Records from a dataset
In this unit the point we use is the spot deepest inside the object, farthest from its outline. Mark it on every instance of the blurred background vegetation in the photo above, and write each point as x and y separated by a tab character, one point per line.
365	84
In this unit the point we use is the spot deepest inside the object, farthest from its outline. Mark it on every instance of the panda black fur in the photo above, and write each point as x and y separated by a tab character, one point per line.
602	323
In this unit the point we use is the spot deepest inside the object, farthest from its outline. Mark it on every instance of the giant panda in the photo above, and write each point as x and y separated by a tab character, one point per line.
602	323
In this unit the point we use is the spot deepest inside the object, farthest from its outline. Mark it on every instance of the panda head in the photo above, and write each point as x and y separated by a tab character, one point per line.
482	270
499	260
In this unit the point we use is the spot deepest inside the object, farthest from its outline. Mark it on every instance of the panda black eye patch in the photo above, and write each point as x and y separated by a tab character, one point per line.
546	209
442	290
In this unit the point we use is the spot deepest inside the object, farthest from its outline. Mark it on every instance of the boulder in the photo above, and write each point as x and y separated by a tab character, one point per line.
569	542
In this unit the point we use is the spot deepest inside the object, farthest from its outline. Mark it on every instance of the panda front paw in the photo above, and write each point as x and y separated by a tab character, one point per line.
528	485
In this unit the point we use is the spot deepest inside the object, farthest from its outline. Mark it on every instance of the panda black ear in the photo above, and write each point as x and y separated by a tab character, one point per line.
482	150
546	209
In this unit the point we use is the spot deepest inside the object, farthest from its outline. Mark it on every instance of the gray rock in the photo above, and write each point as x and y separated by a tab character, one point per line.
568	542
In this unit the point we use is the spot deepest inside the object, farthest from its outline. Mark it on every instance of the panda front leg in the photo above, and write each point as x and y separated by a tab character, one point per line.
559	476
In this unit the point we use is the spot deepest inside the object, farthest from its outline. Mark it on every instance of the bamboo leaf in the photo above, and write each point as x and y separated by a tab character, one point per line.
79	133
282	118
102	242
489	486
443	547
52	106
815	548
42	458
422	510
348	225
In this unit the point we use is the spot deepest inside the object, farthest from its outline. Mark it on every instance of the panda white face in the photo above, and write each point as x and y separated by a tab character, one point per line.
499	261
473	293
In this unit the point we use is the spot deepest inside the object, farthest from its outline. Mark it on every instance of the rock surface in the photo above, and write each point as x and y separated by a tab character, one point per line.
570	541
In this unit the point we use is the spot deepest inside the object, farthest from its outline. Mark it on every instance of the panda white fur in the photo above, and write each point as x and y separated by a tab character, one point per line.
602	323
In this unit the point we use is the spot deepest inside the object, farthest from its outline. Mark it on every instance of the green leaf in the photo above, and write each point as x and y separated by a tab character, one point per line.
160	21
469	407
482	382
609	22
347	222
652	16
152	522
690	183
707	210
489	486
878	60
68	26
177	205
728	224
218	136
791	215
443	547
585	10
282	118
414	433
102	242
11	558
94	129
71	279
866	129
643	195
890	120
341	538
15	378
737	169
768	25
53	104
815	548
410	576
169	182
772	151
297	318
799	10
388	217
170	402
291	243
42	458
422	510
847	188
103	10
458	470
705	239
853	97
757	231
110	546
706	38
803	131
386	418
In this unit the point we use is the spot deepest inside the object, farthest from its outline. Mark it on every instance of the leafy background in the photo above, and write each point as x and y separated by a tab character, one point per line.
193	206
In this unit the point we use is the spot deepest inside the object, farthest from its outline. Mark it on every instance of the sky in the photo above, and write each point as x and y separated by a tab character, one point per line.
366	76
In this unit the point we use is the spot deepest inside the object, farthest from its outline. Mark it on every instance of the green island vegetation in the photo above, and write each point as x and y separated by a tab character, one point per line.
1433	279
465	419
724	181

:: Task statement ::
Copy the records above exactly as they appear.

:: Reply ::
In this unit the point we use is the spot deepest inside the object, farthest from its outline. Mark it on every instance of the blurred background vegetation in the photo above, and write each point as x and y separated by a tab character, one point per line.
365	84
In this unit the point we use is the spot deepest inside the object, farthest from its outline. Mark it on every instance of the panda black fur in the photo above, and write each point as x and y separated by a tab character, one point per line.
602	323
In this unit the point we use is the spot deepest inside the object, farthest from its outline. Mark it on every instance of the giant panda in the photo above, and write each point as x and y separated by a tab character, one point per line.
602	323
In this unit the point we use is the spot deepest inside the object, farthest from its outline. Mark it on every instance of the panda head in the photo above, and write each point as x and y separated by a tab character, one point per line.
482	270
499	260
In this unit the point we use is the spot deepest inside the object, farthest from its outline. Mark it on every instance of the panda black eye patch in the photo above, and write each point as x and y separated by a tab character, one point per line.
546	209
442	290
In this unit the point we use is the spot deepest inside the object, farthest from its outline. Mark it on every instance of the boulder in the photo above, and write each point as x and y separated by a tab character, one point per line.
569	542
In this unit the point we use is the spot deepest inside the object, farthest from its outline. Mark it on every instance of the panda front paw in the photo above, and write each point as x and y separated by a tab character, one point per line.
528	485
In this unit the point we use is the spot deepest inside the object, farthest from its outline. Mark it on every instance of the panda black ear in the photo above, and write each point as x and y separated by a tab character, one point per line.
482	150
546	209
In this unit the point we use is the spot deepest inside the object, farthest from its outline. Mark it on every instance of the gray rock in the photo above, and write each point as x and y separated by a tab character, one point per line.
568	542
In this unit the point we use is the spot deepest inside the object, farthest from its outline. Mark it on every instance of the panda front leg in the photo above, and write each point as x and y separated by a tab character, one point per line.
559	476
In this unit the point we use is the spot deepest inside the object, farthest from its outline. Mark it on every instance of the bamboo leaf in the photo above, and write each point as x and y separated by a tab character, one point per line.
79	133
282	118
102	242
489	486
443	547
52	106
815	548
42	458
422	510
348	225
In this unit the point we use is the spot deepest inside the object, farthest from its outline. Mark it on every instance of the panda white face in the photo above, and write each point as x and y separated by a tab character, one point per line.
499	261
473	293
In this unit the point we use is the spot deepest inside the object, farthest from its outline. Mark it on every instance of the rock surface in the photo above, and write each point as x and y separated by a tab character, one point per line.
570	541
In this unit the point we use is the spot deepest inside the object, farthest from its outline. Mark it on every instance of the panda white fur in the photo above, and write each point as x and y separated by a tab character, one point per line.
602	323
In this unit the point we use is the spot deepest inside the object, farthest from its outline. Mark it on every instance of the green leaf in the photo above, and write each point as x and y separated by a tab character, one point per line.
160	21
469	407
482	382
609	22
347	222
652	16
152	522
690	183
707	210
489	486
878	60
68	26
177	205
728	224
218	136
791	215
443	547
585	10
282	118
414	433
102	242
11	558
94	129
71	279
866	129
643	195
890	120
341	538
15	378
737	169
768	25
53	104
815	548
410	576
169	182
772	151
297	318
799	10
388	217
170	402
291	243
42	458
422	510
847	188
103	10
458	470
705	239
853	97
757	231
110	546
706	38
803	131
386	418
In this unit the point we use is the spot deepest inside the object, farthest from its outline. Mark it on every instance of the leafy background in the photo above, and write each point as x and y separated by a tab character, one point per line.
193	206
In this unit the point we use is the spot deepest inside the object, farthest from its outline. Mark it on every instance of the sky in the photo above, and write each point as x and y separated by a tab character, one point per line.
366	76
In this unit the point we use is the spot deepest inside the object, farthest from its outline. Mark it on every instance of the green island vegetation in the photo above, and write each point as x and y separated by a tab character, one point per line.
1433	279
465	419
724	181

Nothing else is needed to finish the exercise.